* [Request]: Reproduce the following data line for line, with no changes.

* [Entries]:
- - - - - - -

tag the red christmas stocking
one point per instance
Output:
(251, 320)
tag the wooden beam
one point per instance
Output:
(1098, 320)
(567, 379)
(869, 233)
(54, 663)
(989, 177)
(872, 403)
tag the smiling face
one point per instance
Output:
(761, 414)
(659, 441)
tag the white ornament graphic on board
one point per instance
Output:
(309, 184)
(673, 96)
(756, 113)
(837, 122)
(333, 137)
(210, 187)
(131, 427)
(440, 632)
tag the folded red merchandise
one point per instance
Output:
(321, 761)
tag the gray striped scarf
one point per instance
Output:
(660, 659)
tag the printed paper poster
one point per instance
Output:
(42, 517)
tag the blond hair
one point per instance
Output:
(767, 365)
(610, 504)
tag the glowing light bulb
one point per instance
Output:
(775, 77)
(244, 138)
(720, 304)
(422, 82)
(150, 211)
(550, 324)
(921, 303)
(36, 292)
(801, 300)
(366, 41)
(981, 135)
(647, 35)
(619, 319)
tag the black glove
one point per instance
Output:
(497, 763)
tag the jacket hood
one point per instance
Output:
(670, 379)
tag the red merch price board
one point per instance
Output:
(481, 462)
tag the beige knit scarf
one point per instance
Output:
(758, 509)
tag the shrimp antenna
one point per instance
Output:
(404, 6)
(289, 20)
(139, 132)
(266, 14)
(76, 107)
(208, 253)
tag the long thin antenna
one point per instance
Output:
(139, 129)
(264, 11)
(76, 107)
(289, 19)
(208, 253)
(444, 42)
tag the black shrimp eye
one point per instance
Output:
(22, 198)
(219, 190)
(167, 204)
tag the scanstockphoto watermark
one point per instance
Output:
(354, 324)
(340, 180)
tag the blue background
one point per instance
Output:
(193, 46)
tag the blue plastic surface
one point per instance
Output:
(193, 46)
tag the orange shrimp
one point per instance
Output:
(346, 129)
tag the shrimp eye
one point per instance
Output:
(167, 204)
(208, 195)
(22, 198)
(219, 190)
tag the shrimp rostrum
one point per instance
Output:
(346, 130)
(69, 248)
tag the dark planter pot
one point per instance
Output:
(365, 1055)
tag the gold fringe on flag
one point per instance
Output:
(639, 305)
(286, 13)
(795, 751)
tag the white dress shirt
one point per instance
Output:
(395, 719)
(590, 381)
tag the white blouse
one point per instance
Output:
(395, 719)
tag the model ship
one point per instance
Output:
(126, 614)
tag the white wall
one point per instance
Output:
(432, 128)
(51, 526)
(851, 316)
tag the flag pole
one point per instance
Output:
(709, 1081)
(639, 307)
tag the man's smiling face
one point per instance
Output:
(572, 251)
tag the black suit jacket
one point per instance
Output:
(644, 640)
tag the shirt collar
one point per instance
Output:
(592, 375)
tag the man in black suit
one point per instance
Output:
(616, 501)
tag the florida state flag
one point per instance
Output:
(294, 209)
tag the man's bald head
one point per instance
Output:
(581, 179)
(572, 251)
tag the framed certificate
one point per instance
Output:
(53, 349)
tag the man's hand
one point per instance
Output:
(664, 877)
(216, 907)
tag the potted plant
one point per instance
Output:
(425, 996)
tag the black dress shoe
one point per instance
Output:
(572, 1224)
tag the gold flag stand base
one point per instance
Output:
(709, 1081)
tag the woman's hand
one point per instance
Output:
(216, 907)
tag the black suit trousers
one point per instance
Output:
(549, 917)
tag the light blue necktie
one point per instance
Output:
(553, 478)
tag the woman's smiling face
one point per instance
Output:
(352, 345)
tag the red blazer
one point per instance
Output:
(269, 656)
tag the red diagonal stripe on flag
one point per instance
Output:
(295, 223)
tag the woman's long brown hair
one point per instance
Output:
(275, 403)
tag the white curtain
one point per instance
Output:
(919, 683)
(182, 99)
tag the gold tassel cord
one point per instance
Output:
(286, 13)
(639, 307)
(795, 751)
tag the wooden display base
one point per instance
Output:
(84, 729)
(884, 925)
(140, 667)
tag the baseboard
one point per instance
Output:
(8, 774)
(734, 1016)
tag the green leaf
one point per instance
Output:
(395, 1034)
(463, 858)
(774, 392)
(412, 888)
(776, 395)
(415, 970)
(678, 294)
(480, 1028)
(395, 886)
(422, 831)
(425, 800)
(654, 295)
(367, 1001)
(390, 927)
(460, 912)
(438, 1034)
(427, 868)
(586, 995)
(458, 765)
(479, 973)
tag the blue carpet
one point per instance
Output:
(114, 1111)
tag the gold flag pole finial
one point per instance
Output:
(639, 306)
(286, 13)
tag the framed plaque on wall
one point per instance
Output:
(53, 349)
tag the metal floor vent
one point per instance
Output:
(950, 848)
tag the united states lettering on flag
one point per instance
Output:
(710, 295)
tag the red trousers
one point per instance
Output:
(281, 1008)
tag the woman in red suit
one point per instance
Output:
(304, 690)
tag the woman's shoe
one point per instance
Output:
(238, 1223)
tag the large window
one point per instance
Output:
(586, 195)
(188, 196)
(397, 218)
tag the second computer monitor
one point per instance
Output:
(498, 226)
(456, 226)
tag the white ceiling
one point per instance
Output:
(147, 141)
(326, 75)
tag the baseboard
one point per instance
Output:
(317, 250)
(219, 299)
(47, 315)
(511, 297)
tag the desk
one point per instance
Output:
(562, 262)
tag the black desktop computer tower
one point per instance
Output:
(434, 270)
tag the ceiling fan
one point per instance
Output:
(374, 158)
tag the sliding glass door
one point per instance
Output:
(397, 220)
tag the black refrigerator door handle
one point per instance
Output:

- - - - - - -

* [Task solution]:
tag the red christmas stocking
one point per instance
Output:
(251, 320)
tag the wooden beam
one point per instance
Output:
(1098, 320)
(567, 379)
(869, 233)
(54, 663)
(989, 177)
(872, 403)
tag the smiling face
one point per instance
Output:
(761, 414)
(659, 441)
tag the white ornament graphic on board
one point per instance
Output:
(309, 184)
(673, 96)
(756, 113)
(837, 122)
(333, 137)
(210, 187)
(131, 427)
(440, 632)
tag the folded red merchandise
one point per instance
Output:
(321, 761)
tag the gray striped scarf
one point per instance
Output:
(660, 659)
tag the printed paper poster
one point per instance
Output:
(42, 517)
tag the blond hair
one point per instance
Output:
(767, 365)
(610, 504)
tag the glowing light bulb
one point per instance
Output:
(775, 77)
(244, 138)
(720, 304)
(422, 82)
(150, 211)
(550, 324)
(921, 303)
(36, 292)
(801, 300)
(366, 41)
(981, 135)
(647, 35)
(619, 319)
tag the black glove
one point per instance
Output:
(497, 763)
tag the jacket hood
one point per instance
Output:
(670, 379)
tag the red merch price board
one point per instance
Output:
(481, 462)
tag the beige knit scarf
one point per instance
Output:
(758, 509)
tag the shrimp antenna
one point per instance
Output:
(404, 6)
(289, 20)
(139, 132)
(266, 14)
(76, 107)
(208, 253)
tag the long thin antenna
one point per instance
Output:
(139, 129)
(264, 11)
(76, 107)
(289, 19)
(208, 253)
(444, 42)
tag the black shrimp eye
one point per instance
Output:
(22, 198)
(219, 190)
(167, 204)
tag the scanstockphoto watermark
one point per instance
Output:
(354, 324)
(340, 180)
tag the blue background
one point per instance
Output:
(193, 46)
tag the blue plastic surface
one point per instance
Output:
(193, 46)
tag the orange shrimp
one point per instance
Output:
(346, 129)
tag the shrimp eye
one point per instance
Output:
(167, 204)
(208, 195)
(22, 198)
(219, 190)
tag the shrimp rostrum
one point per instance
Output:
(346, 130)
(69, 248)
tag the dark planter pot
one point per instance
Output:
(365, 1055)
tag the gold fringe on flag
one point per instance
Output:
(639, 305)
(286, 13)
(795, 751)
tag the white dress shirt
one point per instance
Output:
(395, 719)
(590, 381)
tag the white blouse
one point per instance
Output:
(395, 719)
tag the model ship
one point per instance
Output:
(126, 614)
tag the white wall
one point per instance
Output:
(432, 128)
(51, 526)
(851, 316)
tag the flag pole
one point per instance
Output:
(709, 1081)
(639, 307)
tag the man's smiling face
one point per instance
Output:
(572, 251)
tag the black suit jacket
one point per instance
Output:
(644, 640)
tag the shirt collar
one point per instance
Output:
(592, 375)
tag the man in black suit
one point per instance
Output:
(616, 501)
tag the florida state flag
one point per instance
Output:
(294, 209)
tag the man's bald head
one point per instance
Output:
(581, 179)
(572, 251)
tag the framed certificate
one point per instance
Output:
(53, 349)
tag the man's hand
one point per instance
Output:
(664, 877)
(216, 907)
tag the potted plant
one point per instance
Output:
(425, 996)
tag the black dress shoe
one point per instance
Output:
(572, 1224)
tag the gold flag stand base
one point per instance
Output:
(709, 1081)
tag the woman's hand
one point per instance
Output:
(216, 907)
tag the black suit trousers
one point per instance
Output:
(549, 917)
tag the light blue necktie
one point per instance
Output:
(553, 478)
tag the woman's smiling face
one point per instance
Output:
(352, 345)
tag the red blazer
one point per instance
Output:
(269, 656)
tag the red diagonal stripe on flag
one point per instance
Output:
(295, 223)
tag the woman's long brown hair
one point per instance
Output:
(275, 403)
tag the white curtain
one point per instance
Output:
(919, 683)
(182, 99)
tag the gold tassel cord
one point per instance
Output:
(286, 13)
(639, 307)
(795, 751)
tag the wooden display base
one point per instance
Output:
(84, 729)
(884, 925)
(140, 667)
tag the baseboard
one point per instance
Output:
(8, 774)
(734, 1016)
tag the green leaf
one point per instance
Output:
(395, 1034)
(463, 858)
(774, 392)
(412, 888)
(776, 395)
(415, 970)
(678, 294)
(480, 1028)
(395, 886)
(422, 831)
(425, 800)
(654, 295)
(367, 1001)
(390, 927)
(460, 912)
(438, 1034)
(427, 868)
(586, 995)
(458, 765)
(479, 973)
tag the blue carpet
one point per instance
Output:
(114, 1111)
tag the gold flag pole finial
one point per instance
Output:
(639, 306)
(286, 13)
tag the framed plaque on wall
one point per instance
Output:
(53, 349)
tag the metal floor vent
one point per instance
Output:
(950, 848)
tag the united states lettering on flag
one point per instance
Output:
(710, 295)
tag the red trousers
one point per instance
Output:
(281, 1008)
tag the woman in red suit
one point per instance
Output:
(304, 690)
tag the woman's shoe
one point per instance
Output:
(238, 1223)
tag the large window
one point per instance
Output:
(586, 195)
(188, 196)
(397, 218)
tag the second computer monitor
one point per instance
Output:
(498, 226)
(456, 226)
tag the white ceiling
one point per instance
Output:
(147, 141)
(326, 75)
tag the baseboard
one point per instance
Output:
(317, 250)
(219, 299)
(47, 315)
(511, 297)
tag the desk
one point per instance
Output:
(562, 262)
tag the black desktop computer tower
one point per instance
Output:
(434, 270)
tag the ceiling fan
one point per instance
Output:
(374, 158)
tag the sliding glass door
one point per instance
Output:
(397, 220)
tag the black refrigerator door handle
one point per instance
Output:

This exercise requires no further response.